▸ **What is asked**
Render the records below as a JSON array of strings, one string per line, with blank lines omitted.

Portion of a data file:

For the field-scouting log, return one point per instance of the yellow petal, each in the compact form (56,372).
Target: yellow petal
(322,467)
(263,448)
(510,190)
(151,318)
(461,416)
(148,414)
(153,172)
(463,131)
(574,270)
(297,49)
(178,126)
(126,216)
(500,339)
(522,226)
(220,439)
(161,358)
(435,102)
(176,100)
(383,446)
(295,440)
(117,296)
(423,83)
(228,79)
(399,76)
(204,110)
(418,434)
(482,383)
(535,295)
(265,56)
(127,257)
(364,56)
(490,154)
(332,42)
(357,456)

▸ **Task solution**
[
  "For the field-scouting log, return one point per instance of the yellow petal, each in the compact form (56,372).",
  "Target: yellow petal",
  "(322,467)",
  "(263,448)",
  "(510,190)",
  "(151,318)",
  "(461,416)",
  "(148,414)",
  "(153,172)",
  "(463,131)",
  "(574,270)",
  "(297,49)",
  "(178,126)",
  "(126,216)",
  "(500,339)",
  "(522,226)",
  "(220,439)",
  "(161,358)",
  "(435,102)",
  "(176,100)",
  "(383,446)",
  "(295,440)",
  "(117,296)",
  "(423,83)",
  "(228,79)",
  "(399,76)",
  "(204,110)",
  "(418,434)",
  "(482,383)",
  "(535,295)",
  "(265,56)",
  "(127,257)",
  "(364,56)",
  "(490,154)",
  "(332,42)",
  "(357,456)"
]